MATERIAL FOR THIS TASK>
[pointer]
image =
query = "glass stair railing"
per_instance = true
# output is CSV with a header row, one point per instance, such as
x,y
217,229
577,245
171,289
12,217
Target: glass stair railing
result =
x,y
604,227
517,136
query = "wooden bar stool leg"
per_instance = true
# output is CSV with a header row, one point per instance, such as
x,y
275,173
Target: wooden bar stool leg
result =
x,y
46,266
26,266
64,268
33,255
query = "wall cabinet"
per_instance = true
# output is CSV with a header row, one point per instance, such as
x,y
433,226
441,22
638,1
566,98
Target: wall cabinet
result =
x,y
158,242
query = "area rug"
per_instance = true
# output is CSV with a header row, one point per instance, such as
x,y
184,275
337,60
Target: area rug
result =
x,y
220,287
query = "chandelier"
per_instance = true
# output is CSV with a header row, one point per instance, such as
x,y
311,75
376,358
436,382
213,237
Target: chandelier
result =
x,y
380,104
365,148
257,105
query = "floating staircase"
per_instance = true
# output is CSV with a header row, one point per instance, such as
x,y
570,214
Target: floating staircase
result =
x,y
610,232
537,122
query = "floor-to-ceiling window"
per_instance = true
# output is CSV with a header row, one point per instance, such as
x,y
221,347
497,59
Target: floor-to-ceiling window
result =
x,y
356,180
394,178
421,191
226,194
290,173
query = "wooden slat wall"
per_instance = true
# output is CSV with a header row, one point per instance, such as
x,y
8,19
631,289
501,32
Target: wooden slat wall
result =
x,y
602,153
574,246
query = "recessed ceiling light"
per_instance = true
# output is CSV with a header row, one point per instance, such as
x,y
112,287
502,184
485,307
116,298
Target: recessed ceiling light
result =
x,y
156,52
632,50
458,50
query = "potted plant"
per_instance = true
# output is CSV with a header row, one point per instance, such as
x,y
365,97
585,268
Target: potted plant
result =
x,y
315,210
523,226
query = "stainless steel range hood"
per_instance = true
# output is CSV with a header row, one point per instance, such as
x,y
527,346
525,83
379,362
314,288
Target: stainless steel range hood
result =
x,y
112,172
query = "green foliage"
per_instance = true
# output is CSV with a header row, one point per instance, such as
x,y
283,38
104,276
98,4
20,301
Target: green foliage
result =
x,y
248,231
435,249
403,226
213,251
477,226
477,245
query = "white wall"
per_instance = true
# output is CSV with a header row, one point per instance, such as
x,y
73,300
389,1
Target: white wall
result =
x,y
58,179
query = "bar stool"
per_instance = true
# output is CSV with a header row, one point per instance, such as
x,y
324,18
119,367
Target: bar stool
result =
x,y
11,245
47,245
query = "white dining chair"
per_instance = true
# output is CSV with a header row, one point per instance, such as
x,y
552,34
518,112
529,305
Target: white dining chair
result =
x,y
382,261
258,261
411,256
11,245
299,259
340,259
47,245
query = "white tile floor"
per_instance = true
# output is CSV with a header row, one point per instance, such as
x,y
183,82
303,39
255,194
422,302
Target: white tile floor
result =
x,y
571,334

YOUR ASSIGNMENT> What you return must match the records above exactly.

OUTPUT OF THE TASK>
[pointer]
image =
query = "glass stair railing"
per_instance = true
# output is CSV with a header row, one point per instance, such as
x,y
217,229
577,245
171,289
12,217
Target: glass stair railing
result =
x,y
604,227
517,136
query = "wooden bar stool leg"
per_instance = true
# output is CSV with a header row, one point per instance, such as
x,y
275,173
Target: wooden bar stool leg
result =
x,y
46,266
26,266
64,268
33,255
query = "wall cabinet"
per_instance = true
# output is CSV with a header row, one point per instance, such as
x,y
433,226
441,22
638,1
566,98
Target: wall cabinet
result =
x,y
158,242
query = "area rug"
per_instance = true
# output is CSV with a header row, one point per instance, such as
x,y
184,275
337,60
Target: area rug
result =
x,y
220,287
query = "chandelier"
per_instance = true
# output is CSV with a header row, one point per instance, such as
x,y
311,75
376,358
436,382
213,237
Target: chandelier
result =
x,y
380,104
365,148
257,105
query = "floating staircase"
per_instance = true
# output is CSV with a header row, one point per instance, such as
x,y
570,214
Target: floating staircase
result =
x,y
610,232
537,122
query = "floor-to-ceiling window"
per_instance = true
# output is CSV with a header row, one point per instance, such as
x,y
221,347
497,59
Target: floor-to-ceiling window
result =
x,y
356,180
394,178
421,191
226,194
290,173
query = "wooden slat wall"
per_instance = true
# output is CSV with a header row, one point per instance, such as
x,y
8,19
631,289
501,32
Target: wooden slat wall
result =
x,y
602,153
574,246
query = "recessed ceiling light"
per_instance = true
# output is CSV with a header row, one point per instance, such as
x,y
112,287
502,184
485,307
116,298
Target: recessed ceiling light
result =
x,y
156,52
632,50
458,50
query = "potted plant"
per_instance = true
# output is CSV with a header row, one point per instance, such as
x,y
365,97
585,268
Target: potted plant
result =
x,y
315,210
523,226
query = "stainless steel range hood"
per_instance = true
# output is CSV with a header row, one point per instance, such as
x,y
527,346
525,83
379,362
314,288
Target: stainless steel range hood
result =
x,y
112,172
query = "green foliage"
per_instance = true
# output is CSV with a header row, one point per instance, such as
x,y
283,38
104,276
98,4
20,301
Target: green foliage
result =
x,y
248,231
435,249
403,226
213,251
477,226
477,245
query = "white wall"
per_instance = true
# output is CSV with a header row, one point per instance, such as
x,y
73,300
389,1
Target: white wall
result =
x,y
58,179
query = "bar stool"
per_instance = true
# output is CSV with a header row, one point per instance, such as
x,y
324,18
119,367
Target: bar stool
result =
x,y
11,245
47,245
query = "white dining chair"
per_instance = true
# output is CSV with a header row, one point per instance, such as
x,y
552,34
518,112
529,305
Target: white dining chair
result =
x,y
382,261
258,261
411,256
11,245
299,259
340,259
47,245
query = "white tile floor"
per_instance = true
# output is CSV with a header row, one point per instance, such as
x,y
183,82
303,39
255,194
422,302
Target: white tile floor
result =
x,y
571,334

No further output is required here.